# [WHAT THE TASK REQUIRES]
The reply consists of one number only: how many lines in the listing below contain the word "porch".

# [RECORDED INFORMATION]
'''

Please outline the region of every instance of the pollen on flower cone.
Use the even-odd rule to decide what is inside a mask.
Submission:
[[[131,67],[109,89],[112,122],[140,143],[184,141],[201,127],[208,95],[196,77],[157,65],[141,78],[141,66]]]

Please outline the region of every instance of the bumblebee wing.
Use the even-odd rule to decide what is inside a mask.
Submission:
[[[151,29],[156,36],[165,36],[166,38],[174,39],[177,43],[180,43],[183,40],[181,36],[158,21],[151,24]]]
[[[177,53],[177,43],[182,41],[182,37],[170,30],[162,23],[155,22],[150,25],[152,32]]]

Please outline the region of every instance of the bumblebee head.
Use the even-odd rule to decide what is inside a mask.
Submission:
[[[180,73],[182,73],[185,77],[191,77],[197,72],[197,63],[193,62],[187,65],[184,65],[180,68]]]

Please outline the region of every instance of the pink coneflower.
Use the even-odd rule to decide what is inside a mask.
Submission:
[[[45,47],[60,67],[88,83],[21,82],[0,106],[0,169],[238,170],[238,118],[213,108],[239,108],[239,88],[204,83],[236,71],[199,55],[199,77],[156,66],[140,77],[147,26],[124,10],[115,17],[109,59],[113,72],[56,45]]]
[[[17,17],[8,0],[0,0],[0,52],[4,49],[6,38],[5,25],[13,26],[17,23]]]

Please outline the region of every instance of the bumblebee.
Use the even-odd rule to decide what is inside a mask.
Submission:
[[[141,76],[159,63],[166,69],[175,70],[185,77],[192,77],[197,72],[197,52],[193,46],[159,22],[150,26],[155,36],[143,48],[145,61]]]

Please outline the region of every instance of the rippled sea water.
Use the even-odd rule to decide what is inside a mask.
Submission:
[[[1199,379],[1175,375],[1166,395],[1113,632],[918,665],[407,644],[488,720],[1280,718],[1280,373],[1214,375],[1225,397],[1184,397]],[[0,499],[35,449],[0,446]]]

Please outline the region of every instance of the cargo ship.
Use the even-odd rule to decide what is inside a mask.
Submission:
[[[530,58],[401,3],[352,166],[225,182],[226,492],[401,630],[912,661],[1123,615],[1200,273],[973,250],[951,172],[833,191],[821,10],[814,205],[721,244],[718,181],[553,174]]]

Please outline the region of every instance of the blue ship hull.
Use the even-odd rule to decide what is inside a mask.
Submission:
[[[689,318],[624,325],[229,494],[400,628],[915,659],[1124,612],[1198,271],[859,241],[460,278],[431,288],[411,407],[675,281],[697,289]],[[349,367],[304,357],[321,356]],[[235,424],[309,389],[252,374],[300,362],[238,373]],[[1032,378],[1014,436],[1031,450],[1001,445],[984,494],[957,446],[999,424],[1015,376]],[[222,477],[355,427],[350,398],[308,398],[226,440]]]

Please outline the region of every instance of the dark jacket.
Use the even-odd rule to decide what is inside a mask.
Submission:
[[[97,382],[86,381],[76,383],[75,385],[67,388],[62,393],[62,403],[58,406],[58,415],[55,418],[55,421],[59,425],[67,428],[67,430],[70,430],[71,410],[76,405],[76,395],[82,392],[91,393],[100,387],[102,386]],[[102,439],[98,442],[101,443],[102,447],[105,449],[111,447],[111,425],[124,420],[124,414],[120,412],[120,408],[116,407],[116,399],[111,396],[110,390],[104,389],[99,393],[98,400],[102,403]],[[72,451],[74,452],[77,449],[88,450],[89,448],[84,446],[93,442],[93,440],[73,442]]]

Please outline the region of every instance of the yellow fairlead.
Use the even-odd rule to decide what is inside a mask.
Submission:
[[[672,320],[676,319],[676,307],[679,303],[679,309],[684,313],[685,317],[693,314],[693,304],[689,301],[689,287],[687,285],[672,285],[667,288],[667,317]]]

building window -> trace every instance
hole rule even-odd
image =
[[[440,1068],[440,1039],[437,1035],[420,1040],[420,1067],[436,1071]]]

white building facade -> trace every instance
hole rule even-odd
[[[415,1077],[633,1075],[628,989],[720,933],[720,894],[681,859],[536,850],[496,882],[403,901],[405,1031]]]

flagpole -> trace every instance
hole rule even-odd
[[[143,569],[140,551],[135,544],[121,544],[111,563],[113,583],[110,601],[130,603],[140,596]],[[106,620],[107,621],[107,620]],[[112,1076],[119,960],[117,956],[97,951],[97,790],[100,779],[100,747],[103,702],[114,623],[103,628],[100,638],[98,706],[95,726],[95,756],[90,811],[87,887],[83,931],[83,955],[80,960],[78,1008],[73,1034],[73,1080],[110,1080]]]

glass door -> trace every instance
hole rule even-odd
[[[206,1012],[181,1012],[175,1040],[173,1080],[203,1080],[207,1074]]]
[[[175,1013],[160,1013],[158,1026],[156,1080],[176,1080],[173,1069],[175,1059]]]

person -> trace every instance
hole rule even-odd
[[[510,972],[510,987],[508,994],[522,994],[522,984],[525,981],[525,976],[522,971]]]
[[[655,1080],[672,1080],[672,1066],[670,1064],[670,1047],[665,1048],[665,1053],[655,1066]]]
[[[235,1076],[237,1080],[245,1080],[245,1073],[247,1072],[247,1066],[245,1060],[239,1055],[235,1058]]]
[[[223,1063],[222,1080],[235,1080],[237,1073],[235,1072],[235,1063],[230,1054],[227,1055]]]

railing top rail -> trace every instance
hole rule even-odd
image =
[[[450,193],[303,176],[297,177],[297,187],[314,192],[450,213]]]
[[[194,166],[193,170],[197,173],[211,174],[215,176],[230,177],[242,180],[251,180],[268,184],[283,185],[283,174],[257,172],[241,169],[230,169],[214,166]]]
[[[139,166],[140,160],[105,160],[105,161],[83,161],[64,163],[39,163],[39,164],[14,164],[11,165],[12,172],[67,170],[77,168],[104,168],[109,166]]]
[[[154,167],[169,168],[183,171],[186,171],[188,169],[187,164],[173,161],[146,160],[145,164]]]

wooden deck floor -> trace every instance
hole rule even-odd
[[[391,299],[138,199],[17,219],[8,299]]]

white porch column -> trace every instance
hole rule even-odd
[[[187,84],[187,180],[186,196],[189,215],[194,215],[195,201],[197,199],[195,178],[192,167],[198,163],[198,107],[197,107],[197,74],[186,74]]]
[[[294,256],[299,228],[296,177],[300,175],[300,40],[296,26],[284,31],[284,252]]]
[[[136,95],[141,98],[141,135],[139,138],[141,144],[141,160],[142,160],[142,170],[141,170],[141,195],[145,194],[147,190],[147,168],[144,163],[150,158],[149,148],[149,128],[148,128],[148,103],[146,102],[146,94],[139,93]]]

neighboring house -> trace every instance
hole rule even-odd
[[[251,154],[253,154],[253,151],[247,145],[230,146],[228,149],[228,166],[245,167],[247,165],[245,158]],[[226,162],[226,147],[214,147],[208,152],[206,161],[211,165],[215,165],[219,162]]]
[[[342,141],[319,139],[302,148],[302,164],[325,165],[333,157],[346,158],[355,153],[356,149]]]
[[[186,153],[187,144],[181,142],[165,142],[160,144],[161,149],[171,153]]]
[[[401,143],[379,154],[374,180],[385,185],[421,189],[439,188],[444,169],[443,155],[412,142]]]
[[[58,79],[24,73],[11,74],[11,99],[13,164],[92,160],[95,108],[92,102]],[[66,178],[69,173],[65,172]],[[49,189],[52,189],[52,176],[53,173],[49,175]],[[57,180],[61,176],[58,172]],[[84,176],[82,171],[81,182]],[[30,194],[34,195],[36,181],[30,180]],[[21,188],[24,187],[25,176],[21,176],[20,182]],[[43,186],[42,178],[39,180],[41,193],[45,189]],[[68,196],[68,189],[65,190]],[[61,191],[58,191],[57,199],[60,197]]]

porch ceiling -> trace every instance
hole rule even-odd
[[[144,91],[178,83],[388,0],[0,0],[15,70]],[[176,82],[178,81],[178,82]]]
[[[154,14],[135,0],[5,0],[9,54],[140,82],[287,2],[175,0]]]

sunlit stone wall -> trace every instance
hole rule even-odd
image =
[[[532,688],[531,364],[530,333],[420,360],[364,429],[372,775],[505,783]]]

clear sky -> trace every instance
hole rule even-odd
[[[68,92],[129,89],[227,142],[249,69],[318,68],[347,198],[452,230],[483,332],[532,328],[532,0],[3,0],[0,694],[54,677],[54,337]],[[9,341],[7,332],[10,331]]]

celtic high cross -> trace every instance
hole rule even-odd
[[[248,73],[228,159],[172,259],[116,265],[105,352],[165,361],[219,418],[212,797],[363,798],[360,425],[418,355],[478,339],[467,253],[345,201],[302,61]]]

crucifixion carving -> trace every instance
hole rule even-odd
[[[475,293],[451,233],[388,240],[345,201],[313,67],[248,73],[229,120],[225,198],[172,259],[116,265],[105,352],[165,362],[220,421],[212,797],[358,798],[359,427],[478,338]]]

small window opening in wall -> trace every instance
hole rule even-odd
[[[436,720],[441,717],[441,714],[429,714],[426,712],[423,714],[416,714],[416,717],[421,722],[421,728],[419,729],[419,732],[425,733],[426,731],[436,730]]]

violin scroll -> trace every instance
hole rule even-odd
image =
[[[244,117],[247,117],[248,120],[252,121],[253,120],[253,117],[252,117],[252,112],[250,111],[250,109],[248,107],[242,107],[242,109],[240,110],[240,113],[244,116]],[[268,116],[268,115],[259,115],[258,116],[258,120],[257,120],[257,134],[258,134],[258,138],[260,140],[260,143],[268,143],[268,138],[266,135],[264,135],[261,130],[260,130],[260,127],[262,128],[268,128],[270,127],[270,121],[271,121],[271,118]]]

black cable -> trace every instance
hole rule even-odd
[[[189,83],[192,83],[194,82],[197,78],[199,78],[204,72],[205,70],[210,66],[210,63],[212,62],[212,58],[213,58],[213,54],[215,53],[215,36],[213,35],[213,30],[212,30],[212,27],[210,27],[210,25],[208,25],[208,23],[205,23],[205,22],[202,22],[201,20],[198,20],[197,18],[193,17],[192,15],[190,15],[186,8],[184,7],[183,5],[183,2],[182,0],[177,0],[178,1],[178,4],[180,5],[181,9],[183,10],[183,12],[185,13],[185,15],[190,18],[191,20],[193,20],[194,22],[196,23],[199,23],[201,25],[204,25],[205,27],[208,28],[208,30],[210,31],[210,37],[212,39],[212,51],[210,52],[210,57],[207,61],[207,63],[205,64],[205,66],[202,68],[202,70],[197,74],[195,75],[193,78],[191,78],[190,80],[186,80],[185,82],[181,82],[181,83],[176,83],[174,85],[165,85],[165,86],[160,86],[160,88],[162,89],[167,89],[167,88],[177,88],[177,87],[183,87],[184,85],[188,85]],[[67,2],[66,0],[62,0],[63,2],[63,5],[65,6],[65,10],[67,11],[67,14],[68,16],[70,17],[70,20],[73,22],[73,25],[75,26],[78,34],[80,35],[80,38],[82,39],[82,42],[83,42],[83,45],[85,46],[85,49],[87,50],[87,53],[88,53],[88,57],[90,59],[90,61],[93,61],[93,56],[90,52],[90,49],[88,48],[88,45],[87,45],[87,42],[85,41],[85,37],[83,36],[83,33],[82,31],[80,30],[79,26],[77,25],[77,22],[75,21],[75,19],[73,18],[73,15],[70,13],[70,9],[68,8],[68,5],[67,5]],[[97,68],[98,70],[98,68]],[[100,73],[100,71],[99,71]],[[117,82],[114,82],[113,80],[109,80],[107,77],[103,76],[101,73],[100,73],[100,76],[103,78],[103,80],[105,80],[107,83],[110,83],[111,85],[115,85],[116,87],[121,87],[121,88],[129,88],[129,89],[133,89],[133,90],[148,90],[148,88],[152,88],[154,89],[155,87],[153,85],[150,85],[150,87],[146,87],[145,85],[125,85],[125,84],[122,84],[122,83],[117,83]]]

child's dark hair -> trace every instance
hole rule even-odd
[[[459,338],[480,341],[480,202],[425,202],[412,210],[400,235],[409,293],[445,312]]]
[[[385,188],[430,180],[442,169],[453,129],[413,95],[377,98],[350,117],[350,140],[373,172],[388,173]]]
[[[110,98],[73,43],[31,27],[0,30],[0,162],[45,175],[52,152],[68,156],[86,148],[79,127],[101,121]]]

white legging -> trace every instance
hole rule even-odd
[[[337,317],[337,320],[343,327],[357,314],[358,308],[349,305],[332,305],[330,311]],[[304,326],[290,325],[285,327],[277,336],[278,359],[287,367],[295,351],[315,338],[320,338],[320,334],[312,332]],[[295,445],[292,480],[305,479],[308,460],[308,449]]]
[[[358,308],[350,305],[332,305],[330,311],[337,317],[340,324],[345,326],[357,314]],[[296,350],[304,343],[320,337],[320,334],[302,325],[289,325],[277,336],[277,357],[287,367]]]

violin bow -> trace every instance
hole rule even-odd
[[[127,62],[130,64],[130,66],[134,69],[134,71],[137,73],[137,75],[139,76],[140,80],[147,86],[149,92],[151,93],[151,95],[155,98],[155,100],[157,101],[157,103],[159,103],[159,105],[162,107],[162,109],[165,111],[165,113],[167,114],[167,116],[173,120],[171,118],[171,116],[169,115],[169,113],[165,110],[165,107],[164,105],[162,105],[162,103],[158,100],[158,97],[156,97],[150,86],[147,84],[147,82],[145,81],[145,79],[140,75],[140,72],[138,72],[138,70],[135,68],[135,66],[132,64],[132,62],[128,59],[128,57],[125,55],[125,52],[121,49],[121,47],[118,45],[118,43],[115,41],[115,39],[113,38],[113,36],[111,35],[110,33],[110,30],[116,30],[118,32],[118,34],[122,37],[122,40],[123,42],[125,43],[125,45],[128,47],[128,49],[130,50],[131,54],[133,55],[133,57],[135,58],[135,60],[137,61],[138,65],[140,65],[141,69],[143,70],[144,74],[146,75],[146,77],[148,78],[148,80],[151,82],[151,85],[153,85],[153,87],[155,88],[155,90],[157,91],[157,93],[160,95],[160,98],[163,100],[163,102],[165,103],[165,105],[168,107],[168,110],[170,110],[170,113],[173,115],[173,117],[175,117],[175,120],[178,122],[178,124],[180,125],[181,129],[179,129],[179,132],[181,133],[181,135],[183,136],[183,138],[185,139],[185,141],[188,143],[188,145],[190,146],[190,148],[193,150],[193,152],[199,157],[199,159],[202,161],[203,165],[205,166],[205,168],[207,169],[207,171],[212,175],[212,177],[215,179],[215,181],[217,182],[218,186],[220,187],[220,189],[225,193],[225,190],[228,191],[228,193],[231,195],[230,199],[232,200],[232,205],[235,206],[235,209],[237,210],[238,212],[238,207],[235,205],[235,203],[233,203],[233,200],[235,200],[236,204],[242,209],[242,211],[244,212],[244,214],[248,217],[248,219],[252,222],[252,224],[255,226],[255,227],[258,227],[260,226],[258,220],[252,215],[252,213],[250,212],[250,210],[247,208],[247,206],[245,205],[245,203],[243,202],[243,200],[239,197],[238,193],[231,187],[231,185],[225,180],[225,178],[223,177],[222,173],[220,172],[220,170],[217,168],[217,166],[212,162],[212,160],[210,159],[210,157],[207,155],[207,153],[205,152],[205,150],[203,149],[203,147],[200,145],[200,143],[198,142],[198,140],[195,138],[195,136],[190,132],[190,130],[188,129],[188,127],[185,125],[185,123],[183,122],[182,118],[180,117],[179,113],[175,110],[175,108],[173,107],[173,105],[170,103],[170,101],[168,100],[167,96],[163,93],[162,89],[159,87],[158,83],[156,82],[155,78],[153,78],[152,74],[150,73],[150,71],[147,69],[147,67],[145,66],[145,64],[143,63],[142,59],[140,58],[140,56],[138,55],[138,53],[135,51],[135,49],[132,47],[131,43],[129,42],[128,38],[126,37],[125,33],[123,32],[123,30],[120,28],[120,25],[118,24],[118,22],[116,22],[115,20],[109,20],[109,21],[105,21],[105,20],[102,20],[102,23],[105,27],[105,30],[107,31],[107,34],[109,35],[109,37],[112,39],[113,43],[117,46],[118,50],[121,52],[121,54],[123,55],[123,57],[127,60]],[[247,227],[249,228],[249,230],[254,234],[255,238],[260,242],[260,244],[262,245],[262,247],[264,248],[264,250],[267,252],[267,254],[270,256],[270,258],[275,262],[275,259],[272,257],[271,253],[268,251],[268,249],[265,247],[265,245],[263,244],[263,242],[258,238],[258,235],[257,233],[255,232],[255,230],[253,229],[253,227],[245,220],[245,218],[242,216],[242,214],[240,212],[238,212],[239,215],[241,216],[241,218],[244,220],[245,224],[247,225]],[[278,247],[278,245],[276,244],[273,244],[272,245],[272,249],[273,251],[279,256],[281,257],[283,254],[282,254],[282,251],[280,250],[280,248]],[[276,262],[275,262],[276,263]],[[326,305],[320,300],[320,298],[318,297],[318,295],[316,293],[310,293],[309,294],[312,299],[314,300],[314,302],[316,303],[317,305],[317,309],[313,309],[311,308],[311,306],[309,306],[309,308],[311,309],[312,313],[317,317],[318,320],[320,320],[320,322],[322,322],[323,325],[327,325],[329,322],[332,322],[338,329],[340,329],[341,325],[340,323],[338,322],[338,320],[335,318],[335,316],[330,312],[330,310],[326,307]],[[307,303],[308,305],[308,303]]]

'''

# [SOLVED PROBLEM]
2